TASK STATEMENT:
Return every line below that contains the string "clicks", matching case exactly.

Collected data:
○ ○ ○

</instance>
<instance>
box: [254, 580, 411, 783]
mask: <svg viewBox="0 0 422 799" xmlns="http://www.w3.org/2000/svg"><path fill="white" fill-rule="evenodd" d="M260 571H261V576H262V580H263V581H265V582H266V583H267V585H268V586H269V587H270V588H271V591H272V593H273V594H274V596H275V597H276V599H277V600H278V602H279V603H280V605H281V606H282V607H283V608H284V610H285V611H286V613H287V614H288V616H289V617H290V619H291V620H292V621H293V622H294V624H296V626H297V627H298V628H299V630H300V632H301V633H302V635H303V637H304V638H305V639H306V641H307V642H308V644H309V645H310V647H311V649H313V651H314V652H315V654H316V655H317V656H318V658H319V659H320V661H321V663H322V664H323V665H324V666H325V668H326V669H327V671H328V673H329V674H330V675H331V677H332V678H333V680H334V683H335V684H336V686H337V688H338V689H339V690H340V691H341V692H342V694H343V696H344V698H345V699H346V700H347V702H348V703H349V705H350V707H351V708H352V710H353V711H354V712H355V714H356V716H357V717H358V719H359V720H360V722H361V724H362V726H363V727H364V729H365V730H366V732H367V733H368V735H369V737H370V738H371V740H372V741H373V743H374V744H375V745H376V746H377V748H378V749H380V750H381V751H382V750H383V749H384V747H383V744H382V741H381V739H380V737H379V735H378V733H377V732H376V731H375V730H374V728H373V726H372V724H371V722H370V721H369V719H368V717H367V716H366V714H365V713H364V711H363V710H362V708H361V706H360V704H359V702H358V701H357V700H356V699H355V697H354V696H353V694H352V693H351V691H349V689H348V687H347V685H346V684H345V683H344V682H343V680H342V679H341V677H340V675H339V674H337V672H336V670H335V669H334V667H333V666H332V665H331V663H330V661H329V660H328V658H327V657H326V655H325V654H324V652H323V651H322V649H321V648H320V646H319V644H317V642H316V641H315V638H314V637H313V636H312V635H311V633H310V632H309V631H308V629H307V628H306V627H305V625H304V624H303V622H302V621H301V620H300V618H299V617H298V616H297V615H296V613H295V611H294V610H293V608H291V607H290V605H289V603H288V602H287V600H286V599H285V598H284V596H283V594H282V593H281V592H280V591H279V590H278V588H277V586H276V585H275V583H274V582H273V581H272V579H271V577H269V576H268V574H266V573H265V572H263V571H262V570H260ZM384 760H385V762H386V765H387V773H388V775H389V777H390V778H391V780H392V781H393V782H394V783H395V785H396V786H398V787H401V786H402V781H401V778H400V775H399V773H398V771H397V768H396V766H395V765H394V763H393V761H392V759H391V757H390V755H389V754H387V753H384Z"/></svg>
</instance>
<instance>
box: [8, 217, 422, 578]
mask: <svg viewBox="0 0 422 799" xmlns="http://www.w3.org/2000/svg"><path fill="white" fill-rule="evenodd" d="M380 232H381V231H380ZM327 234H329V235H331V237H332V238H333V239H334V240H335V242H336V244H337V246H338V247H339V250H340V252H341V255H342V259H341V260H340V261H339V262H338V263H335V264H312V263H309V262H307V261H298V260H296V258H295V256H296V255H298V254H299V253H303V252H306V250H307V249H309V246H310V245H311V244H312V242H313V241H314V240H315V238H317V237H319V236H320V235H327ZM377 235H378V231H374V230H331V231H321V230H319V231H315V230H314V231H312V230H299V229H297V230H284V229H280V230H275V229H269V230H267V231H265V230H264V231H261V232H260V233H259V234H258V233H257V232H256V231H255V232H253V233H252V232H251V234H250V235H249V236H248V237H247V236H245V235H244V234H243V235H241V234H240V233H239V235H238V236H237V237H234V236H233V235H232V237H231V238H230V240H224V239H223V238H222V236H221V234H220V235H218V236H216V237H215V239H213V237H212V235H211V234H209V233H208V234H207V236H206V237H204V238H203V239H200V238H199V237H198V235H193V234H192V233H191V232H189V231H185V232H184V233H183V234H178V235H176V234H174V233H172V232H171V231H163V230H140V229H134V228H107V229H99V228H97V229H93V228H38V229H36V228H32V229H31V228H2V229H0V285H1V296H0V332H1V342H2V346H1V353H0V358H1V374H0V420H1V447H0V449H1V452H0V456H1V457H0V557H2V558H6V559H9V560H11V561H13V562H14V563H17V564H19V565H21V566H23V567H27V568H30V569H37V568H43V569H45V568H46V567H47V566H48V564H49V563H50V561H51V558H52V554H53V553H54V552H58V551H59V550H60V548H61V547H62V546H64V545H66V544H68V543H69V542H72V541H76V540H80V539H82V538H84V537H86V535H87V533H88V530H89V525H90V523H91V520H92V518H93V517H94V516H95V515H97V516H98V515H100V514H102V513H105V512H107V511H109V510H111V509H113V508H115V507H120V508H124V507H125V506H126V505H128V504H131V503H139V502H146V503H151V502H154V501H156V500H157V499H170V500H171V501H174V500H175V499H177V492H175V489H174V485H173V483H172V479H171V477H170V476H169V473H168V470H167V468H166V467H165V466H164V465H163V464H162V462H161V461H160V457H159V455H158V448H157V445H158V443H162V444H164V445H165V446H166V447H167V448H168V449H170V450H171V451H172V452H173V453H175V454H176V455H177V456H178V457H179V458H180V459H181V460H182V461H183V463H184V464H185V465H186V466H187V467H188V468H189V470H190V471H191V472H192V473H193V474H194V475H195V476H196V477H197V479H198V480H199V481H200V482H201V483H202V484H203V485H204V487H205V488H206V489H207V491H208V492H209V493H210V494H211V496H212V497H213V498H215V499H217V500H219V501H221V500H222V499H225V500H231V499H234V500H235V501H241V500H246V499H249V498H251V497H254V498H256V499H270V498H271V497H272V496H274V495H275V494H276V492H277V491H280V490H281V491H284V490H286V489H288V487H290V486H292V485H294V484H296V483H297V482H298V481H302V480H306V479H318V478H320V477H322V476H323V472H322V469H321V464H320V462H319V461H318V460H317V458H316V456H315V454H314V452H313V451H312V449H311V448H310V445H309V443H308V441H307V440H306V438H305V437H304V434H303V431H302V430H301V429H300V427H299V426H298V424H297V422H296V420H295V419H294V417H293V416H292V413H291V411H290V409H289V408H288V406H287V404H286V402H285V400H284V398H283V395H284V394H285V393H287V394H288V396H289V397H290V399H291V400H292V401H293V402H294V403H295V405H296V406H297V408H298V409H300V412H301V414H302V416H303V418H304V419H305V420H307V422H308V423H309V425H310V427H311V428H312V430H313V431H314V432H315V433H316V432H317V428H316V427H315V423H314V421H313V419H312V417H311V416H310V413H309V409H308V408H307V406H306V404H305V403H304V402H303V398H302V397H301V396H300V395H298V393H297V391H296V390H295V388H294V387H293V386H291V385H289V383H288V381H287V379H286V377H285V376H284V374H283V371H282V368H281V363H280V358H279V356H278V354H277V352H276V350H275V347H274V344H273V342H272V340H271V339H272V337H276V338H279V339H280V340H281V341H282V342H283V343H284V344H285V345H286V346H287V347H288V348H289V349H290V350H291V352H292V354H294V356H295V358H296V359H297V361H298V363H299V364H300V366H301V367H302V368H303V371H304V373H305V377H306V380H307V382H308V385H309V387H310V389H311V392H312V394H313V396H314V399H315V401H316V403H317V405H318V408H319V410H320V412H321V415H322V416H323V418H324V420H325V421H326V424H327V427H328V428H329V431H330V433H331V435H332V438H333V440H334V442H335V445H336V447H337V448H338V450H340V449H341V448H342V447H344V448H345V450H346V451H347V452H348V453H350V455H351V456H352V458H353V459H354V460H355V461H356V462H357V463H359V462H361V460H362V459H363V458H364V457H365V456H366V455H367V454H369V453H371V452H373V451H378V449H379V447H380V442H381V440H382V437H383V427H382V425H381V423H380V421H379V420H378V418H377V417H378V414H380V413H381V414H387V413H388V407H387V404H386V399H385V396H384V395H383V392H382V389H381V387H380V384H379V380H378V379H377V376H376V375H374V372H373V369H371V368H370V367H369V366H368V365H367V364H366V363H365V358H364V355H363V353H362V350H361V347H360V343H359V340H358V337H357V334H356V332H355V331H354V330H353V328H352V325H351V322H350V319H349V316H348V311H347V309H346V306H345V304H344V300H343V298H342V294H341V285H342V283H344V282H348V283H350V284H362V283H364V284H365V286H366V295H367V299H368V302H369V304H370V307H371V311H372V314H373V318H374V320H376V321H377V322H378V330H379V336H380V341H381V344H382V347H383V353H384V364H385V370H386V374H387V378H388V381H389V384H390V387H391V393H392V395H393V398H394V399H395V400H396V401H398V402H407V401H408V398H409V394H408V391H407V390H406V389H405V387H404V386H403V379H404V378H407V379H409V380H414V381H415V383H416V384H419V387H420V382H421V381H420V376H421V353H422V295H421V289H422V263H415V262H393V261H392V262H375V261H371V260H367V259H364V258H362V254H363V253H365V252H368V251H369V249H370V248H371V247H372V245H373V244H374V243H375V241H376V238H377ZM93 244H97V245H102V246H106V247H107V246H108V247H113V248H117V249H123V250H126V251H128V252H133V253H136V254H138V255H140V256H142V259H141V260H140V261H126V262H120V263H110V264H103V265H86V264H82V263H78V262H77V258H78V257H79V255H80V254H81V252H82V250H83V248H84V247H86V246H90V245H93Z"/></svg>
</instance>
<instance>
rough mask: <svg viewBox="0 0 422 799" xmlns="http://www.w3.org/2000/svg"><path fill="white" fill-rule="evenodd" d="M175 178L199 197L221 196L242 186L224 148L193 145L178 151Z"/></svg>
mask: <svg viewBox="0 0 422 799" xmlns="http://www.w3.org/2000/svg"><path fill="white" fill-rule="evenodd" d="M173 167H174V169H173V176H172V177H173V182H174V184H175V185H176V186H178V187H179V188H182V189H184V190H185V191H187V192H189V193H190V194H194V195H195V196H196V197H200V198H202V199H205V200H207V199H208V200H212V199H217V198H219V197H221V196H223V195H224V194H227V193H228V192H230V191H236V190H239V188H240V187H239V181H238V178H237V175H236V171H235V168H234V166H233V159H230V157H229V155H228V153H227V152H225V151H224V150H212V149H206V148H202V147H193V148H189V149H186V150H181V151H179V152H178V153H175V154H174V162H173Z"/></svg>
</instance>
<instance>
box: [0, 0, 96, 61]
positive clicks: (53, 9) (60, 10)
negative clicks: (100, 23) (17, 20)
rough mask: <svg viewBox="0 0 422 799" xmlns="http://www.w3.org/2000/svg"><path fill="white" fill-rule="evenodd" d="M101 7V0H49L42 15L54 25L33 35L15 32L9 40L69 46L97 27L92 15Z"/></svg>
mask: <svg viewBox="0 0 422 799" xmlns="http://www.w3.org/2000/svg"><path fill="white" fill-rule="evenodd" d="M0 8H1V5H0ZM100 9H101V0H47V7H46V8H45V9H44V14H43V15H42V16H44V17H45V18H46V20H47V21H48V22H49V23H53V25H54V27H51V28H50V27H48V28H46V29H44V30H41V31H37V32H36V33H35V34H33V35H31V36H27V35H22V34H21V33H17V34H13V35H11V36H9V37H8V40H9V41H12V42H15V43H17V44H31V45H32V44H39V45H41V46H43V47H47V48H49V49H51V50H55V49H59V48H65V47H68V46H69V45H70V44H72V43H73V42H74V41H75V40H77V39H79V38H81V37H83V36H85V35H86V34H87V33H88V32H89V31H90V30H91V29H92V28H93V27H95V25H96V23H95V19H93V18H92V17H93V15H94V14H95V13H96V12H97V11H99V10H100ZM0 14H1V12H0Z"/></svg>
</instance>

○ ○ ○

YOUR SOLUTION:
positive clicks: (53, 9) (60, 10)
negative clicks: (100, 23) (17, 20)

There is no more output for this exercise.